Without the pictures, output the records below word for word.

Point labeling dataset excerpts
** Start **
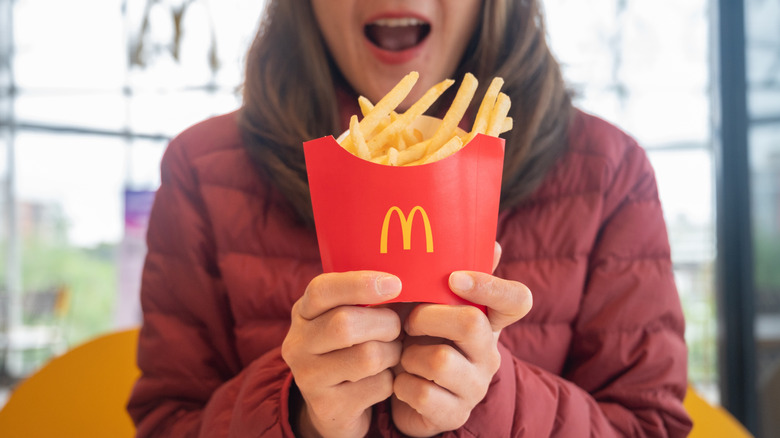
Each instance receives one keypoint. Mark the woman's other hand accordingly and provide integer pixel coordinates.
(451, 353)
(341, 353)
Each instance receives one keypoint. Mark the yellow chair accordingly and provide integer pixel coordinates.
(79, 394)
(711, 421)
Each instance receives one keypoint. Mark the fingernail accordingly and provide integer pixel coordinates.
(461, 281)
(388, 285)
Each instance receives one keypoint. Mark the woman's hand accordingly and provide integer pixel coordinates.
(451, 353)
(340, 353)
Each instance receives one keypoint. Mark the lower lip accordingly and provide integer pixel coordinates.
(393, 58)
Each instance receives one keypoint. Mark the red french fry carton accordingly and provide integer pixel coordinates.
(419, 223)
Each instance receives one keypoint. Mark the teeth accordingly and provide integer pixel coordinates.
(398, 22)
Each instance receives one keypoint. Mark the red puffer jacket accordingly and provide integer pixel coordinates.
(600, 354)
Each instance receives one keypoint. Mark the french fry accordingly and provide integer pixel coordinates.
(416, 110)
(498, 114)
(453, 116)
(486, 106)
(392, 156)
(365, 105)
(357, 139)
(383, 108)
(386, 137)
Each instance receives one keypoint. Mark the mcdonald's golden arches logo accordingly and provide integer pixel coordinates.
(406, 228)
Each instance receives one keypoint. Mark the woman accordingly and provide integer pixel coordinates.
(244, 335)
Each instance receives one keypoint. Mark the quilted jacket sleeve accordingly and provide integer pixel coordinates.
(626, 371)
(191, 376)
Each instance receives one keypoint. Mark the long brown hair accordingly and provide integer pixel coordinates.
(290, 94)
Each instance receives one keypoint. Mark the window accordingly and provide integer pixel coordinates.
(88, 105)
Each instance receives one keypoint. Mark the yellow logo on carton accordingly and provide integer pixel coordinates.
(406, 228)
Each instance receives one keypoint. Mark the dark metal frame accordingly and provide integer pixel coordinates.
(735, 285)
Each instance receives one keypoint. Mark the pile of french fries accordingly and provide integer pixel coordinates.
(384, 136)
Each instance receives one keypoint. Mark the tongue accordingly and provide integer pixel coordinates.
(394, 38)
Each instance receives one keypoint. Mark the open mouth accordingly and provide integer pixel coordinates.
(397, 34)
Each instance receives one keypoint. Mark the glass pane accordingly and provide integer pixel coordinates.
(648, 71)
(765, 180)
(763, 72)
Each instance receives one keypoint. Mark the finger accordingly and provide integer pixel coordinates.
(446, 367)
(496, 256)
(436, 407)
(353, 397)
(351, 364)
(507, 301)
(466, 326)
(346, 326)
(331, 290)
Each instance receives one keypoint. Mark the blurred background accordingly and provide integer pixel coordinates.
(91, 91)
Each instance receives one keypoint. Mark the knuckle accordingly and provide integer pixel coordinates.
(370, 358)
(472, 320)
(341, 325)
(441, 359)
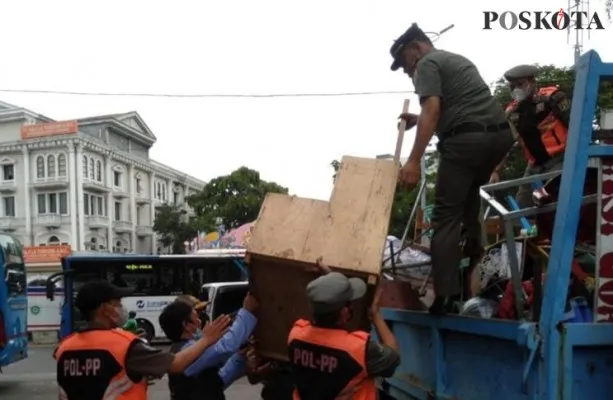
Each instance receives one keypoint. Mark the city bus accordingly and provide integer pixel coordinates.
(13, 302)
(156, 280)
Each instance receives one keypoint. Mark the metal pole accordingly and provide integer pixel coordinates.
(413, 211)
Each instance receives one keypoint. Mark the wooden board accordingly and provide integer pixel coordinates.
(280, 287)
(348, 232)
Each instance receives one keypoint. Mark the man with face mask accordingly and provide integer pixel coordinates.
(105, 361)
(329, 362)
(220, 365)
(540, 117)
(473, 137)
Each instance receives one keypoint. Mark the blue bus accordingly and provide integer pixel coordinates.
(13, 302)
(156, 280)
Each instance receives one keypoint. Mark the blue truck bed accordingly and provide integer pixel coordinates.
(455, 357)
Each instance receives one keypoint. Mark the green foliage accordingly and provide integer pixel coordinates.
(173, 227)
(233, 199)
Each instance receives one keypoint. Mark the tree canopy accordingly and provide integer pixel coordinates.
(173, 227)
(233, 199)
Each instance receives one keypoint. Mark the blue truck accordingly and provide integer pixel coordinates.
(13, 302)
(455, 357)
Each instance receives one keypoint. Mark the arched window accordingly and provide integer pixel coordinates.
(61, 165)
(98, 171)
(92, 171)
(85, 167)
(40, 167)
(51, 166)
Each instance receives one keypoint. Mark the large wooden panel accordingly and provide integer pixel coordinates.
(281, 289)
(348, 232)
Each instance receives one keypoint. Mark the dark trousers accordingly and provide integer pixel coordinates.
(467, 160)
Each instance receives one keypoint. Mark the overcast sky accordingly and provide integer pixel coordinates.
(247, 46)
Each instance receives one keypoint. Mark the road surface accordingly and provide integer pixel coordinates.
(34, 379)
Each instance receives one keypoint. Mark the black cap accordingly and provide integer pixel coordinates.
(413, 33)
(93, 294)
(173, 316)
(521, 72)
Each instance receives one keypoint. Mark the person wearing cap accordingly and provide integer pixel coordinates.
(199, 306)
(327, 360)
(540, 117)
(219, 365)
(473, 137)
(105, 361)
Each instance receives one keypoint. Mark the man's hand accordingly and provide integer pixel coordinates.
(213, 331)
(411, 120)
(410, 174)
(250, 303)
(495, 177)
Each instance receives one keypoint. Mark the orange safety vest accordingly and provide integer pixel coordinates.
(554, 133)
(329, 362)
(91, 365)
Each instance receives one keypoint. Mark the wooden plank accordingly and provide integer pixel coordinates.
(402, 127)
(283, 226)
(360, 209)
(348, 232)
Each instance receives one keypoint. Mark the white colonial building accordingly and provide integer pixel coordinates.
(87, 183)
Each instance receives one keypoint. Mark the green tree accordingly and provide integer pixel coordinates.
(233, 199)
(405, 199)
(563, 77)
(173, 227)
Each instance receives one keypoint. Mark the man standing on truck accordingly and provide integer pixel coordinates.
(540, 117)
(328, 361)
(106, 361)
(473, 138)
(218, 366)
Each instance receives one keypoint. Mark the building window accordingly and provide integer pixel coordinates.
(9, 206)
(86, 204)
(63, 203)
(40, 167)
(94, 205)
(61, 165)
(98, 171)
(53, 203)
(92, 171)
(51, 166)
(117, 179)
(8, 172)
(117, 211)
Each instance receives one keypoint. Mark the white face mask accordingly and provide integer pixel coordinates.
(519, 94)
(122, 315)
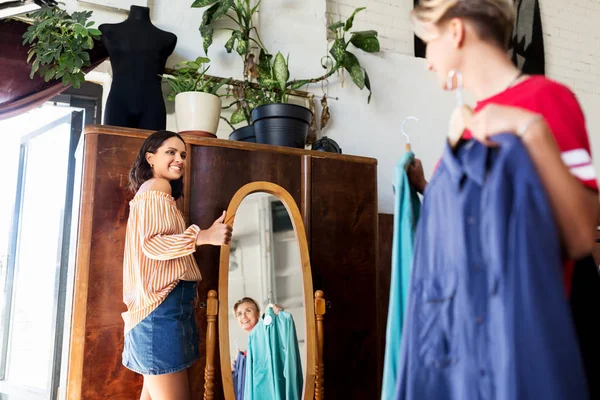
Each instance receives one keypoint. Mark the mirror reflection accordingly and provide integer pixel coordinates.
(267, 316)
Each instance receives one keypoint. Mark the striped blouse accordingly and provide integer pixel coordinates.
(158, 254)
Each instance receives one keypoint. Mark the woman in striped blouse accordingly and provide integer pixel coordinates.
(160, 273)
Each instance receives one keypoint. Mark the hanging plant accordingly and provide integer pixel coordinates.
(60, 44)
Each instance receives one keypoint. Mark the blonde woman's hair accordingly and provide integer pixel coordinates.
(493, 19)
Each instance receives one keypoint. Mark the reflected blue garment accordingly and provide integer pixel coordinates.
(273, 367)
(487, 315)
(239, 375)
(407, 208)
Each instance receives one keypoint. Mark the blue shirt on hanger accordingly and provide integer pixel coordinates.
** End **
_RESULT:_
Each instance receives one keypoint. Mark the woman's other hand accordingly and provide integer pixel coordinates.
(451, 353)
(341, 353)
Each instance receives one keypoint. Mark the yellow chair accordingly and provide integer pixel coordinates.
(79, 394)
(711, 421)
Each instance receives one keypoint. Mark the fingernail accordingly and provide integer pixel coordinates.
(461, 281)
(388, 285)
Each instance receives one keypoint. Mark the woman's hand accordingly and provide integer pixel coordinates.
(451, 353)
(340, 353)
Each instance receives one keypoint. Mark the lower lip accordingly and provide integer pixel coordinates.
(393, 58)
Each instance receives one keypoint. Mark the red french fry carton accordingly and provide integer pixel coordinates.
(419, 223)
Each instance receives one keypoint. Mark the teeth accordingly and provide integer pixel coordinates.
(398, 22)
Each instance receives one keypoint. Mark the red puffer jacket accordingly and provide integer pixel coordinates.
(600, 354)
Each instance receives one keypoint. Mark the french fry accordingly and provide integer pixel coordinates.
(416, 110)
(498, 114)
(453, 116)
(486, 106)
(392, 156)
(365, 105)
(357, 139)
(383, 108)
(386, 137)
Each instance receives one keypoint. Mark the mcdonald's golden arches logo accordingly and provide integer pixel coordinates.
(406, 228)
Each instance receives one keypoint. Mark the woman accordingly and provide integer pixel coordinates.
(244, 335)
Each instance receives one keypoint. Mark the quilted jacket sleeve accordingly and provide integer pixel coordinates.
(626, 371)
(191, 376)
Each instance receives one keypoint. Mark the long brown hair accordingly and provide integer pixel coordinates.
(290, 94)
Each instance receives one keypoint. Mark the window accordingly and provide integer pixel coordinates.
(88, 105)
Each instance receives one keypoint. Mark the yellow logo on carton accordingly and provide integer pixel coordinates.
(406, 228)
Each instance receives one keypoint. Mark the dark metal frame accordingly and provide integer pixel coordinates.
(735, 285)
Each instance receives one keypoint. Mark the pile of french fries accordingly and provide integer pixel coordinates.
(384, 136)
Each instance receives one keypoint. Mark the tongue accordingly and provide integer pixel coordinates.
(394, 38)
Each instance receives one keypoint. Mark the open mouth accordingly and provide integer pixel coordinates.
(397, 34)
Each instance receives one keypoint. Mark the glass pane accordingly and provide integer pixel coordinates.
(648, 71)
(765, 180)
(763, 72)
Each instance receives one keypoint. Mark the finger accordingly and provide integer pixel coordinates.
(446, 367)
(496, 256)
(436, 407)
(353, 397)
(351, 364)
(507, 301)
(466, 326)
(346, 326)
(331, 290)
Each instance receives one keypoint. Mark the blurred background accordingly and provide integer pixel coordinates.
(91, 91)
Each instance receives one keypoint. Mark the knuckle accordingly and provide integer pixel coordinates.
(370, 358)
(472, 320)
(341, 325)
(441, 359)
Each instance receives one keypoint. Mark the city bus accordingly and provide integer pixel coordinates.
(13, 302)
(156, 280)
Each instance receives one keypoint. Mark the metal pole accordingly and provide integer pixel coordinates.
(413, 211)
Each instance receives one keypoint. Mark the wooden board accordingly and provide integer pixel coordinates.
(280, 287)
(348, 232)
Each instance receives one keypoint. Mark the man with face mask accordingly and provide integer pixel coordinates.
(105, 361)
(329, 362)
(220, 365)
(540, 117)
(473, 137)
Each instance receives one keypoint. Mark the blue bus accordingly and provide integer pixel coordinates.
(13, 302)
(156, 280)
Each instance receives one keypoint. Mark the blue truck bed accordingly and provide integer pixel coordinates.
(455, 357)
Each instance receives one keypoint. Mark the green foliage accordingly and provide integer pixel coordinates.
(173, 227)
(233, 199)
Each instance receives one keypoint. Mark the tree canopy accordingly and provide integer pixel coordinates.
(173, 227)
(233, 199)
Each instance receives one keypoint. Mark the blue truck accordingly and provide integer pixel coordinates.
(13, 302)
(455, 357)
Each instance receives one keypoint. Mark the arched window accordingly and provide integer pixel coordinates.
(61, 165)
(98, 171)
(92, 171)
(85, 167)
(40, 167)
(51, 166)
Each instance receives one keypoint. Mark the large wooden panel accordingly and provide integer pixel coordinates.
(281, 289)
(348, 232)
Each instance receives one keypoint. Mark the dark trousers accordingly and provide integer pixel coordinates.
(467, 160)
Each instance receives one keypoint. Mark the overcast sky accordingly and provide integer pixel coordinates.
(247, 46)
Each instance receives one keypoint. Mark the road surface accordingly and provide integer pixel coordinates.
(34, 379)
Each instance receives one keypoint. Mark the black cap accordingly and provide integer pixel coordinates.
(413, 33)
(93, 294)
(173, 316)
(521, 72)
Each instance receives one keypoint. Mark the person wearing cap accordingly and provide integer pixel coordinates.
(199, 306)
(327, 360)
(540, 117)
(219, 365)
(473, 137)
(105, 361)
Each instance receives one keypoint. Mark the man's hand accordingly and provide integer pixel coordinates.
(213, 331)
(411, 120)
(410, 174)
(250, 303)
(495, 177)
Each instance receives one keypoint. Mark the orange safety vest accordingly and provide integer pixel coordinates.
(554, 133)
(329, 362)
(91, 365)
Each instance receives one keypoint. Mark the wooden plank accordingly and provide integer pixel coordinates.
(402, 127)
(283, 226)
(360, 209)
(348, 232)
Each instance receives one keypoint. Mark the white colonial building accordingly and provide integer pixel coordinates.
(87, 183)
Each instance receives one keypoint. Mark the green tree accordingly and provide integer pixel coordinates.
(233, 199)
(405, 199)
(563, 77)
(173, 227)
Each instance receives one keypoint. Mark the man standing on truck accordingly and provide integer pixel coordinates.
(540, 117)
(328, 361)
(106, 361)
(473, 138)
(218, 366)
Each instance receives one keypoint. Mark the building window accordingly and provide integer pixel coordinates.
(9, 206)
(86, 204)
(63, 203)
(40, 167)
(94, 205)
(61, 165)
(98, 171)
(53, 203)
(92, 171)
(51, 166)
(117, 179)
(8, 172)
(117, 211)
Each instance receives one keypoint. Mark the white face mask accordingly and provide integer pixel coordinates.
(519, 94)
(122, 315)
Each instance receives one keypoint. Mark the mirror reflection accordingly and provide integer pixel coordinates.
(267, 316)
Each instance receives one keypoint. Mark the striped blouse accordingly and provide integer pixel coordinates.
(158, 254)
Each instance receives one keypoint. Mark the woman in striped blouse accordingly and provide integer pixel coordinates.
(160, 273)
Each instance receives one keypoint. Mark the hanging plant accordingly and provide integer pixel coordinates.
(60, 44)
Each instance receives one keypoint. Mark the blonde woman's hair accordingly and provide integer pixel coordinates.
(493, 19)
Each instance receives one keypoint. Mark the reflected blue garment accordingly and provide integer pixel coordinates.
(273, 367)
(487, 315)
(239, 375)
(407, 208)
Each instance receives one keypoint. Mark the blue shirt on hanger accordingly and provide integer pixel coordinates.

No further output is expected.